PROVIDED DATA »
************

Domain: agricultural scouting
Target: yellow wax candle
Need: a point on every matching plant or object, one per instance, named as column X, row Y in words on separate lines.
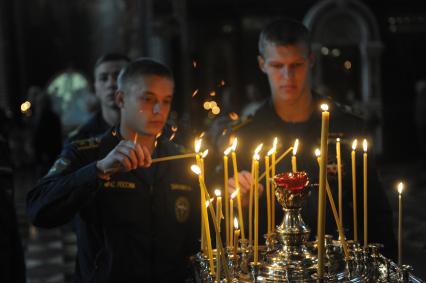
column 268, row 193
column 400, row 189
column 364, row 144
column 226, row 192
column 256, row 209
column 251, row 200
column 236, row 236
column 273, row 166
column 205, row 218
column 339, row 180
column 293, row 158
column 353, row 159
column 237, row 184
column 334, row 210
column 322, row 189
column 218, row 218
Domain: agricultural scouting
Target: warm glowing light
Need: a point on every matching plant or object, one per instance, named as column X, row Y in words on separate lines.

************

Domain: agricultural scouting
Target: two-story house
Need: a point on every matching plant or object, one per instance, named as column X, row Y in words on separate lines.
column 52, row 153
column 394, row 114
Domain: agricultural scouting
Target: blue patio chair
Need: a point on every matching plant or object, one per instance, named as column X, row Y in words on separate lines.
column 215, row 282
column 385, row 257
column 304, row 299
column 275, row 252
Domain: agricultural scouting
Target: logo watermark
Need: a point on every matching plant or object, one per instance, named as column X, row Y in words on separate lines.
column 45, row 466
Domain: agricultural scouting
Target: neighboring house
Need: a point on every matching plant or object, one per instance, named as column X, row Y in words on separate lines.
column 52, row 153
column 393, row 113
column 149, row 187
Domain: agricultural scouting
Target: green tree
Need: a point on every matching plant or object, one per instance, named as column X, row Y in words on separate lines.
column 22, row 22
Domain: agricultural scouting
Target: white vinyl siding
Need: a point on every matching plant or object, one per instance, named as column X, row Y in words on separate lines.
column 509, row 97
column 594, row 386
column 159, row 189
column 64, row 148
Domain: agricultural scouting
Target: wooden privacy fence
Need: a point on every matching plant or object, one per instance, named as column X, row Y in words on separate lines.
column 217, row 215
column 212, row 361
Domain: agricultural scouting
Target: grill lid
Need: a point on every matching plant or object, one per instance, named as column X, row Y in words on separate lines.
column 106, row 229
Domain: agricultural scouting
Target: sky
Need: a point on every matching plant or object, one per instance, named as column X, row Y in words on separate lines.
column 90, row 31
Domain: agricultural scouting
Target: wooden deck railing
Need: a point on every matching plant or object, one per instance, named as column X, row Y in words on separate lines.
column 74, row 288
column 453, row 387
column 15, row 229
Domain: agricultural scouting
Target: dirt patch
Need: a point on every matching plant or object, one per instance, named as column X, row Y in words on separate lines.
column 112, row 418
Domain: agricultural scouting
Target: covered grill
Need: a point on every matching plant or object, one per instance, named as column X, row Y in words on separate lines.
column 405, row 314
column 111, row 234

************

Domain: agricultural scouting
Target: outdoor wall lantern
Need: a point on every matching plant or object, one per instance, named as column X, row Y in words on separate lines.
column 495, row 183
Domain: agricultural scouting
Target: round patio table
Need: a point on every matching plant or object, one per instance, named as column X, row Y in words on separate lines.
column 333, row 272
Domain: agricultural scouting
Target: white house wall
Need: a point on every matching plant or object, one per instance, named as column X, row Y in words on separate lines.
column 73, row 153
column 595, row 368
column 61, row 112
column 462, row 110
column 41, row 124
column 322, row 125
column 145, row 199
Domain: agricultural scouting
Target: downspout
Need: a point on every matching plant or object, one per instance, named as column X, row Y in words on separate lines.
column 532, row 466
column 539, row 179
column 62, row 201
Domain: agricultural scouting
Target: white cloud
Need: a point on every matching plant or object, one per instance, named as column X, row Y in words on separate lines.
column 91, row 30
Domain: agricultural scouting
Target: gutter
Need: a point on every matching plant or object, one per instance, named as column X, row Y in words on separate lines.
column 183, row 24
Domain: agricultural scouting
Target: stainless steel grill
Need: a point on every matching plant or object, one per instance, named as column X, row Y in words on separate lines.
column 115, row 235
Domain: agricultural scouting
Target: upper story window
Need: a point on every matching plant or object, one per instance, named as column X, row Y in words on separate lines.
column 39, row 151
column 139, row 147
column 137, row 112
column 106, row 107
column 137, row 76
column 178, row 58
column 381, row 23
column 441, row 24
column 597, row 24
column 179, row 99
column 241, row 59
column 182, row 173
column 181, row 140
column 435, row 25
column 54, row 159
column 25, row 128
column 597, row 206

************

TO DO » Within the data above, how many lines contain the word "patio"? Write only the number.

TASK ANSWER » 2